# Polecenie
Na podstawie poniższego tekstu o zarządzaniu zadaniami proszę odpowiedzieć na pytania:
(a) Jakie, według wstępu, są początki zarządzania zadaniami?
(b) Co zaczyna się pojawiać wraz ze wzrostem ilości wykonanych zadań?
(c) Co głosi prawo Parkinsona?

# Fragment źródłowy
+++

10 moich przemyśleń o zarządzaniu zadaniami

Zarządzanie zadaniami jest czymś, czego nauczyć może się każdy z nas. Jak to bywa, początki są trudne. Wraz ze wzrostem ilości wykonanych zadań, zaczynają pojawiać się powtarzalne schematy, które możemy stosować, tym samym upraszczając sobie zarządzanie nimi. Na bazie swojego wieloletniego doświadczenia, na różnych stanowiskach, przygotowałem kilka wniosków, które sprawdzają się w moim przypadku. 

1. Prawo Parkinsona w praktyce 

Prawo Parkinsona mówi, że praca rozszerza się tak, aby wypełnić czas dostępny na jej ukończenie. Inaczej mówiąc — im więcej czasu zaplanujemy na wykonanie danego zadania, tym dłużej nam ono zajmie.

+++

# Wpisy zbioru danych
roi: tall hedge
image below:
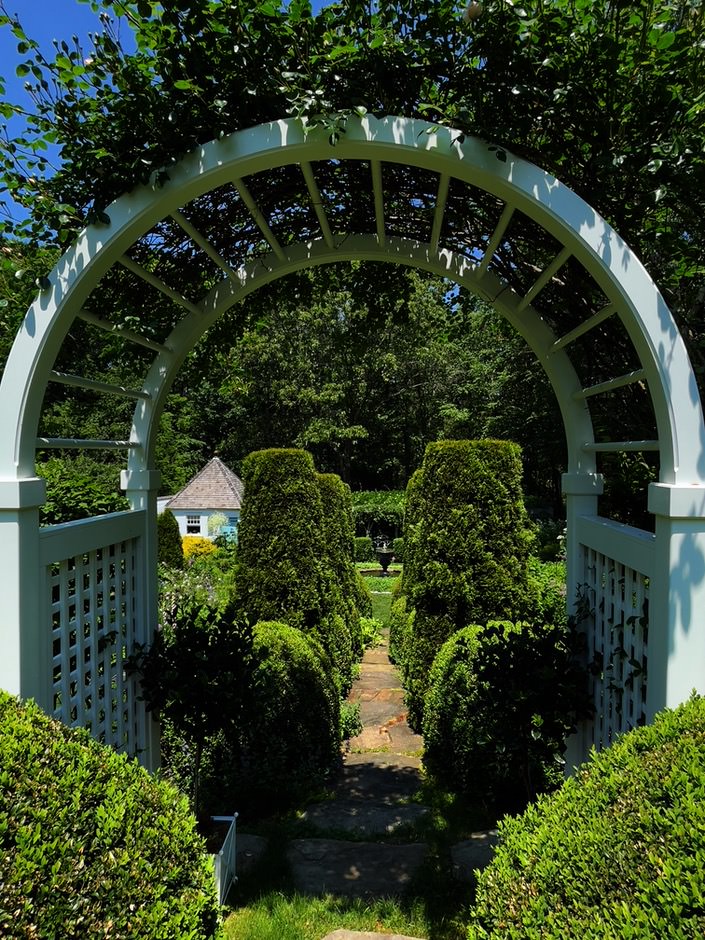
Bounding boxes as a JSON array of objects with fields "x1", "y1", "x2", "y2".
[
  {"x1": 0, "y1": 692, "x2": 220, "y2": 940},
  {"x1": 402, "y1": 440, "x2": 531, "y2": 730},
  {"x1": 468, "y1": 698, "x2": 705, "y2": 940},
  {"x1": 224, "y1": 623, "x2": 340, "y2": 811},
  {"x1": 157, "y1": 509, "x2": 184, "y2": 568},
  {"x1": 318, "y1": 473, "x2": 362, "y2": 677},
  {"x1": 236, "y1": 448, "x2": 350, "y2": 688},
  {"x1": 423, "y1": 621, "x2": 588, "y2": 812}
]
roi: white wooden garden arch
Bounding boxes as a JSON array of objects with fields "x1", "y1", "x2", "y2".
[{"x1": 0, "y1": 117, "x2": 705, "y2": 766}]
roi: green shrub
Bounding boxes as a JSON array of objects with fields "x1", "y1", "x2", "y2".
[
  {"x1": 133, "y1": 569, "x2": 252, "y2": 812},
  {"x1": 468, "y1": 698, "x2": 705, "y2": 940},
  {"x1": 157, "y1": 509, "x2": 184, "y2": 568},
  {"x1": 0, "y1": 692, "x2": 220, "y2": 940},
  {"x1": 355, "y1": 535, "x2": 377, "y2": 562},
  {"x1": 340, "y1": 702, "x2": 362, "y2": 741},
  {"x1": 423, "y1": 621, "x2": 587, "y2": 811},
  {"x1": 526, "y1": 557, "x2": 568, "y2": 623},
  {"x1": 236, "y1": 448, "x2": 351, "y2": 690},
  {"x1": 230, "y1": 623, "x2": 340, "y2": 811},
  {"x1": 318, "y1": 473, "x2": 362, "y2": 672},
  {"x1": 403, "y1": 441, "x2": 532, "y2": 730}
]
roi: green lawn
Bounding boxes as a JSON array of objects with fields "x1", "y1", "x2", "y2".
[{"x1": 365, "y1": 572, "x2": 399, "y2": 626}]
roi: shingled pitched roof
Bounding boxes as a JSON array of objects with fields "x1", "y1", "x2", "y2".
[{"x1": 166, "y1": 457, "x2": 244, "y2": 510}]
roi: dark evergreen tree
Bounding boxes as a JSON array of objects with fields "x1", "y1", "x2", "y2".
[{"x1": 157, "y1": 509, "x2": 184, "y2": 568}]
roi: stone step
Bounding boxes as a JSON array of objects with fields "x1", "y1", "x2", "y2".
[
  {"x1": 302, "y1": 799, "x2": 430, "y2": 838},
  {"x1": 286, "y1": 839, "x2": 428, "y2": 897},
  {"x1": 334, "y1": 753, "x2": 422, "y2": 804}
]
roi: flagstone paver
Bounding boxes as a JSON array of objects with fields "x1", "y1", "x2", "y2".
[{"x1": 287, "y1": 624, "x2": 496, "y2": 912}]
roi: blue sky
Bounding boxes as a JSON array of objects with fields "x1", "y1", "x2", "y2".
[{"x1": 0, "y1": 0, "x2": 122, "y2": 102}]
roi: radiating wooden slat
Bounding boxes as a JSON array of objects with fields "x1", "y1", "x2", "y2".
[
  {"x1": 171, "y1": 209, "x2": 237, "y2": 280},
  {"x1": 301, "y1": 163, "x2": 335, "y2": 248},
  {"x1": 76, "y1": 309, "x2": 171, "y2": 353},
  {"x1": 573, "y1": 369, "x2": 646, "y2": 400},
  {"x1": 430, "y1": 173, "x2": 450, "y2": 254},
  {"x1": 233, "y1": 178, "x2": 286, "y2": 261},
  {"x1": 548, "y1": 304, "x2": 617, "y2": 355},
  {"x1": 371, "y1": 160, "x2": 386, "y2": 245},
  {"x1": 119, "y1": 255, "x2": 203, "y2": 317},
  {"x1": 477, "y1": 203, "x2": 514, "y2": 273},
  {"x1": 49, "y1": 371, "x2": 152, "y2": 401},
  {"x1": 517, "y1": 248, "x2": 572, "y2": 311}
]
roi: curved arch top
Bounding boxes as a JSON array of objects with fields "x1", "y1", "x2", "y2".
[{"x1": 0, "y1": 117, "x2": 705, "y2": 484}]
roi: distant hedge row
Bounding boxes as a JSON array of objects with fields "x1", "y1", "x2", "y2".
[{"x1": 236, "y1": 449, "x2": 366, "y2": 694}]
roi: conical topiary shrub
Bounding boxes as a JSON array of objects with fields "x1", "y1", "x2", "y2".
[
  {"x1": 236, "y1": 448, "x2": 351, "y2": 688},
  {"x1": 402, "y1": 440, "x2": 530, "y2": 731}
]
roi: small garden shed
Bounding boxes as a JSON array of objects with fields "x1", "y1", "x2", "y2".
[{"x1": 164, "y1": 457, "x2": 243, "y2": 538}]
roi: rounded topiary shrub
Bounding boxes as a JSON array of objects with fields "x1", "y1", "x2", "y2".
[
  {"x1": 468, "y1": 698, "x2": 705, "y2": 940},
  {"x1": 0, "y1": 692, "x2": 220, "y2": 940},
  {"x1": 157, "y1": 509, "x2": 184, "y2": 569},
  {"x1": 423, "y1": 621, "x2": 587, "y2": 811},
  {"x1": 231, "y1": 623, "x2": 340, "y2": 809}
]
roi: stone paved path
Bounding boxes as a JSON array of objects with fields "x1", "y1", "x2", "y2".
[
  {"x1": 243, "y1": 624, "x2": 494, "y2": 924},
  {"x1": 287, "y1": 624, "x2": 428, "y2": 897}
]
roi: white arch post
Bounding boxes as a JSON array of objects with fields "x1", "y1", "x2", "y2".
[{"x1": 0, "y1": 117, "x2": 705, "y2": 764}]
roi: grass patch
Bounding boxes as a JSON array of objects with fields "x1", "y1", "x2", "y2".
[
  {"x1": 372, "y1": 594, "x2": 392, "y2": 626},
  {"x1": 225, "y1": 892, "x2": 429, "y2": 940},
  {"x1": 225, "y1": 779, "x2": 494, "y2": 940},
  {"x1": 365, "y1": 567, "x2": 401, "y2": 626}
]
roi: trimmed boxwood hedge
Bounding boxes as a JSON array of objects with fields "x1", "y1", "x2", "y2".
[
  {"x1": 224, "y1": 623, "x2": 340, "y2": 811},
  {"x1": 0, "y1": 691, "x2": 221, "y2": 940},
  {"x1": 468, "y1": 698, "x2": 705, "y2": 940},
  {"x1": 318, "y1": 473, "x2": 362, "y2": 668},
  {"x1": 355, "y1": 535, "x2": 377, "y2": 564},
  {"x1": 423, "y1": 621, "x2": 587, "y2": 812}
]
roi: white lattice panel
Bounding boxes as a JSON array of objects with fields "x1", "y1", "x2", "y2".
[
  {"x1": 48, "y1": 538, "x2": 139, "y2": 754},
  {"x1": 583, "y1": 546, "x2": 648, "y2": 748}
]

+++

# Rozwiązanie zadania
(a) Początki są trudne.
(b) Zaczynają pojawiać się powtarzalne schematy, które można stosować, upraszczając sobie zarządzanie zadaniami.
(c) Praca rozszerza się tak, aby wypełnić czas dostępny na jej ukończenie.